TASK BRIEF: In the records below, find the line with "Could you point at the crowd" and the line with "Could you point at the green"; return exactly those lines and every line between them.

EXERCISE MATERIALS:
○ ○ ○ ○ ○

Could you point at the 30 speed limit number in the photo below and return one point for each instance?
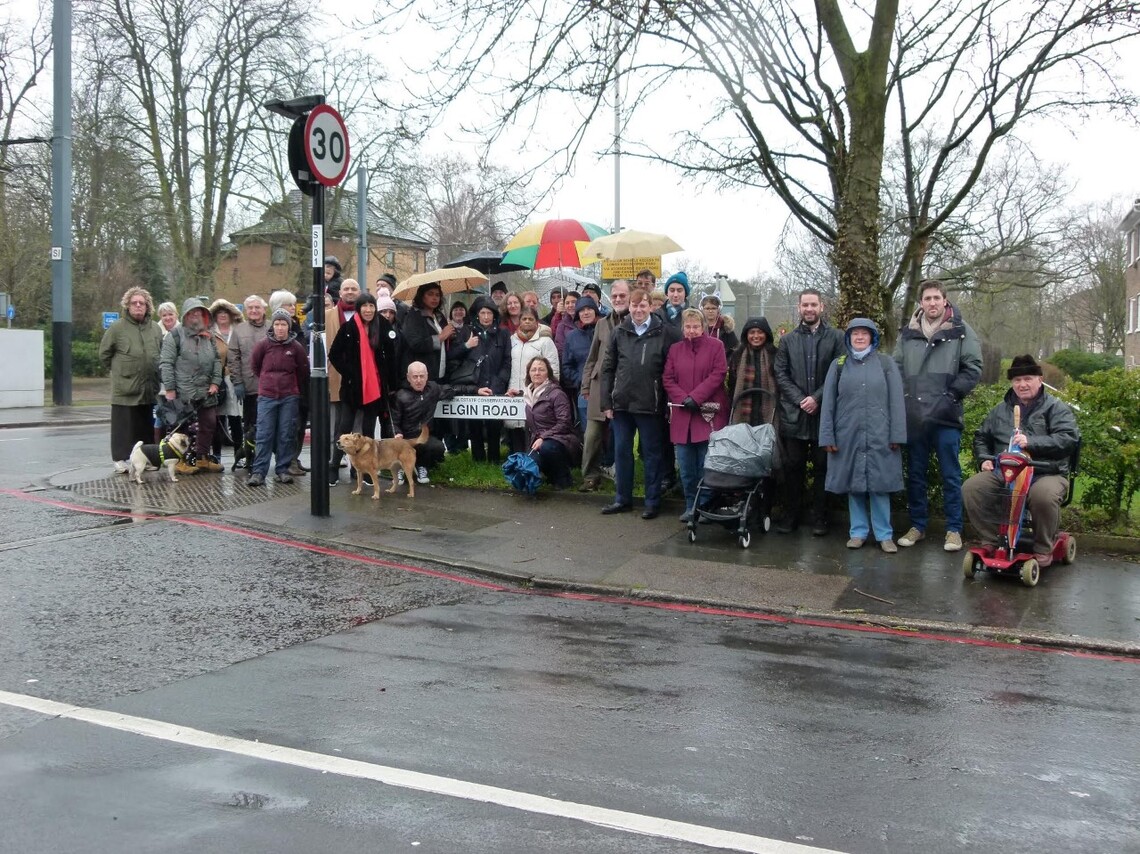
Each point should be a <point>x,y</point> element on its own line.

○ ○ ○ ○ ○

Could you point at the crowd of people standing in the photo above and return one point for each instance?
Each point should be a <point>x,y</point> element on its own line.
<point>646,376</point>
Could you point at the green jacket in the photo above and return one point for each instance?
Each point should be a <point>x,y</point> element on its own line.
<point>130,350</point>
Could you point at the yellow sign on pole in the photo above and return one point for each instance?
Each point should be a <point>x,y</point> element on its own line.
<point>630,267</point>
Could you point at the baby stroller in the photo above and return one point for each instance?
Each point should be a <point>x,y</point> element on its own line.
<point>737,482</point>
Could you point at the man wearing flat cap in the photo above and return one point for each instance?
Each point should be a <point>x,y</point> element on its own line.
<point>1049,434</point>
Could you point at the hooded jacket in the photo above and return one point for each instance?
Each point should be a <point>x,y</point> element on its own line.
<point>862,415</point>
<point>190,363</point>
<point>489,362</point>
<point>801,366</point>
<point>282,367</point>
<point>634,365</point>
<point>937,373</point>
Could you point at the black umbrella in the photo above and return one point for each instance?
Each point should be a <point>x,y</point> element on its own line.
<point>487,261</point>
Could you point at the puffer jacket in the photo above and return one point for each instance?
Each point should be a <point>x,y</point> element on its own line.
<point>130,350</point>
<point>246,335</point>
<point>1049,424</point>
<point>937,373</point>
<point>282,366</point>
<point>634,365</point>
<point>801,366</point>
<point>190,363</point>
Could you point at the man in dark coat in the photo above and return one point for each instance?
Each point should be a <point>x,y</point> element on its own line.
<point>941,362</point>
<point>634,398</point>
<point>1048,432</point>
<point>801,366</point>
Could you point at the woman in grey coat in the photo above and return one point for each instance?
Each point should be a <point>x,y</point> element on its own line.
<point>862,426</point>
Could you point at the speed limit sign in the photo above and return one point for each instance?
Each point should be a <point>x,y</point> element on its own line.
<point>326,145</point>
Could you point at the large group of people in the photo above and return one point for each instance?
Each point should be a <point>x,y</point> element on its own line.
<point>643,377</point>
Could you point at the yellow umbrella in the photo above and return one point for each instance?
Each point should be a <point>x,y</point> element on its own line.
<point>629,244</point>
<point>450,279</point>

○ ○ ○ ○ ○

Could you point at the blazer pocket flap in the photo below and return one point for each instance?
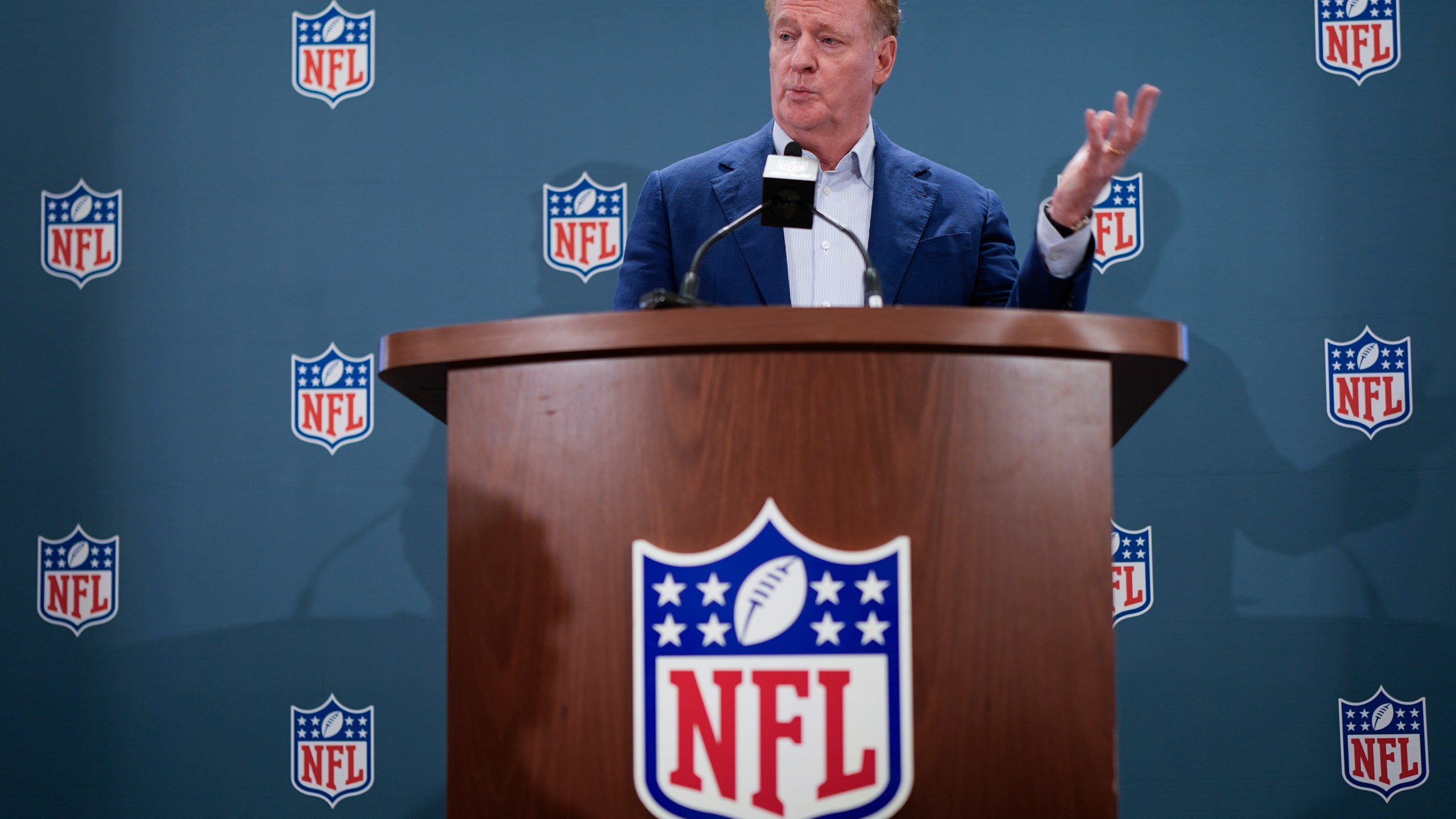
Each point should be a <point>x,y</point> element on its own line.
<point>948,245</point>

○ ○ ○ ○ ○

WRITTEN SOLUTION:
Could you point at the crowd of people standing in the photo above and return one point for each instance?
Each point should be a <point>x,y</point> element on its own line.
<point>646,376</point>
Could you point at the green jacket in the photo above and return one point for each instance?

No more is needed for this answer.